Required actions:
1) Answer these questions using the judgment excerpt below:
(a) Once a court holds that it has no jurisdiction over a matter, what does it do with the case?
(b) What does the judge say Chief Ahamba (SAN) should have had each of the Appellants do after the decision of the court below?
(c) How many days' notice does Order 2 Rule 9(1) require a Respondent to give before raising a Preliminary Objection?
2) Repeat the part of the judgment excerpt below from "I wish to state" up to and including "appeal is brought.".

This is why it has to be borne in mind and this is also settled, that once a court holds that it has no jurisdiction to entertain and/or determine a matter, it merely strikes the case or matter out and not to dismiss it. See Okoye v. Nigerian Construction & Furniture Co. Ltd. (1991) 6 NWLR (Pt.199) 501 and Auto Import & Export .v. J.A. Adebayo (2003) FWLR (Pt.140) 1686. Thus, where a Preliminary Objection to an appeal succeeds, there would be no need to go further to consider the arguments in support of the issues for determination. See Chief Bright Onyemah & ors. v. Lambert Egbuchulam & ors. (1996) 5 NWLR (Pt.448) 255 (a), 268, 269; (1996) 4 SCNJ. 237; NEPA v. Ango (2001) 15 NWLR (Pt.737) 627 (a), 645-646 C.A.; ANPP v. The Returning Officer Abia State Senatorial District- (Mr. Festus Ukagwu) & 2 ors. (2005) 6 NWLR (Pt.120) 140 (a), 170-171 C.A. and Attorney-General of the Federation v. ANPP & ors. (2003) 12 SCNJ. 67 (a), 81-82 - per Tobi, JSC.
I wish to state in my respectful but humble view, that, after the decision of the court below, all that Chief Ahamba (SAN) should have done, in view of the welter of decided authorities, is, in compliance with the said Order 4(1) Rule 4(1) of the Rules, to get each of the Appellants, to sign and file a separate Notice of Appeal. This should have saved all these wasted time and energy. The consequence is that instead, while the Appellants are languishing in custody, this most frivolous appeal is brought.
Before concluding this Judgment, I see and note that at page 1 of the Respondent's Brief, there is a heading thus –
"Submission In Support Of Preliminary Objection"
Then, there are submissions in respect thereof. I have searched in vain in the Records and from my enquiries in the Litigation Section of the Registry, there is no Notice of Preliminary Objection ever filed and/or served by the Respondent. My concern was heightened because of (i) the seriousness and the weighty arguments; in respect thereof and (ii) that there is no Reply Brief in respect of the said objection. There is no doubt and this is also settled, that a Notice of Preliminary Objection, could be incorporated or may be validly raised in a Respondent's Brief of argument. See the cases of Ajide v. Kelani (1985) 3 NWLR (Pt.12) 248 (a), 257, 258 and Salami v. Mohammed & anor. (2000) 9 NWLR (Pt.673) 469; (2000) 6 SCNJ. 281. But there is no such Notice in the Respondent's said Brief which was even amended at the date of hearing of this appeal by the addition of "(i)" after Rule 3 of the Rules of this Court.
For purposes of emphasis, firstly, I see and note that contrary to Order 2 Rule 9(1) of the Rules of this Court (as Amended in 1999), which requires a Respondent seeking to raise a Preliminary Objection to the hearing of the appeal, to give three (3) days Notice to the Appellant (or Appellants) before the hearing of the appeal, setting out the grounds of objection, and shall file such Notice together with ten (10) copies thereof with the Registrar within the same time. I am aware that failure to bring the Notice in accordance with the above does not render it ineffective. See Alhaji Maigoro v. Alhaji Garba (1999) 7 SCNJ. 270 &), 282. However, Order 9 Rule 2 provides that on failure to comply with the above rule, the Court may refuse to entertain the objection or may adjourn the hearing thereof at the cost of the respondent. Since the Court cannot now adjourn although there is no such Notice setting out the grounds of the Objection (not submissions) in respect thereof, I will ignore/discountenance the said "submission" and strike it out.

Record set:
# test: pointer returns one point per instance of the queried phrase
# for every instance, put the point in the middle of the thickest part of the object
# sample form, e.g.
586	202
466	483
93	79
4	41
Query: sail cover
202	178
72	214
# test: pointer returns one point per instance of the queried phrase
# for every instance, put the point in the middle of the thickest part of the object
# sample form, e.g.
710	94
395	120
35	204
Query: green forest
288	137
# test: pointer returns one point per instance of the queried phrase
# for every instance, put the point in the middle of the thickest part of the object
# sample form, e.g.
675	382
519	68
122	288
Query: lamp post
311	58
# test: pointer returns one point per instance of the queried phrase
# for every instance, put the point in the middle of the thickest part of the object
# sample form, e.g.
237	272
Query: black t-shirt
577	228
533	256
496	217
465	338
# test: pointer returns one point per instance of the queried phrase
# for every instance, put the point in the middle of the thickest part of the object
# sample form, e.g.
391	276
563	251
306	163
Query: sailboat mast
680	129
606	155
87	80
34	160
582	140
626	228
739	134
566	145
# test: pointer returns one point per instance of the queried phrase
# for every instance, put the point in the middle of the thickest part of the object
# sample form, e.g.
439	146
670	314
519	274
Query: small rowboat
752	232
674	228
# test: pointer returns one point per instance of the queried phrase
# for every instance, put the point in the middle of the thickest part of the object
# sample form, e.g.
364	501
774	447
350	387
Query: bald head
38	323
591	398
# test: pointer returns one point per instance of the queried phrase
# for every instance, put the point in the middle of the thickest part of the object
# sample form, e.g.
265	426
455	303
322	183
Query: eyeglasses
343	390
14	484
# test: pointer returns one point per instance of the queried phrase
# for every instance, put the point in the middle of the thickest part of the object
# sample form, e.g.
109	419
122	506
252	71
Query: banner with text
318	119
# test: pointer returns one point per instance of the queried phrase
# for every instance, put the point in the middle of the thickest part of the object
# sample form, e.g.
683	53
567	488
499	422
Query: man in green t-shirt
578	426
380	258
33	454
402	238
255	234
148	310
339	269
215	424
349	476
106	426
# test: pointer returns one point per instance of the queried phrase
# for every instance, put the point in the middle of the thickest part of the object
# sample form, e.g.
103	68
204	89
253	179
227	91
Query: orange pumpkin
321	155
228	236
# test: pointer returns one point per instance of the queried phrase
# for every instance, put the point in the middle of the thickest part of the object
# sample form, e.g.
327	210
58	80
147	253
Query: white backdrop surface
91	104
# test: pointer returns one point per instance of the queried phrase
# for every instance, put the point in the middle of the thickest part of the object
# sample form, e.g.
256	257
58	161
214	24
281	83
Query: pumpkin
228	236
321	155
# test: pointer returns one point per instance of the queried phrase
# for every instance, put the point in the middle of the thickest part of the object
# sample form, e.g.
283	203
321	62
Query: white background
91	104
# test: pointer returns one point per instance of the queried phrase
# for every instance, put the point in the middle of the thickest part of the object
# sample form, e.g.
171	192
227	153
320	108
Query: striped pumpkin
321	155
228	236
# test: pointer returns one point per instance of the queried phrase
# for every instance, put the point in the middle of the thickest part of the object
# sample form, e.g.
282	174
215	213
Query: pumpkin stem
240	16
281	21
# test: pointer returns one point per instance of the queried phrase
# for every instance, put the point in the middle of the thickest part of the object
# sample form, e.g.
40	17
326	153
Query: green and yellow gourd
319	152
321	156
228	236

Answers to the tasks:
1)
(a) It strikes the case out rather than dismissing it.
(b) Sign and file a separate Notice of Appeal, in compliance with Order 4(1) Rule 4(1) of the Rules.
(c) Three days.

2)
I wish to state in my respectful but humble view, that, after the decision of the court below, all that Chief Ahamba (SAN) should have done, in view of the welter of decided authorities, is, in compliance with the said Order 4(1) Rule 4(1) of the Rules, to get each of the Appellants, to sign and file a separate Notice of Appeal. This should have saved all these wasted time and energy. The consequence is that instead, while the Appellants are languishing in custody, this most frivolous appeal is brought.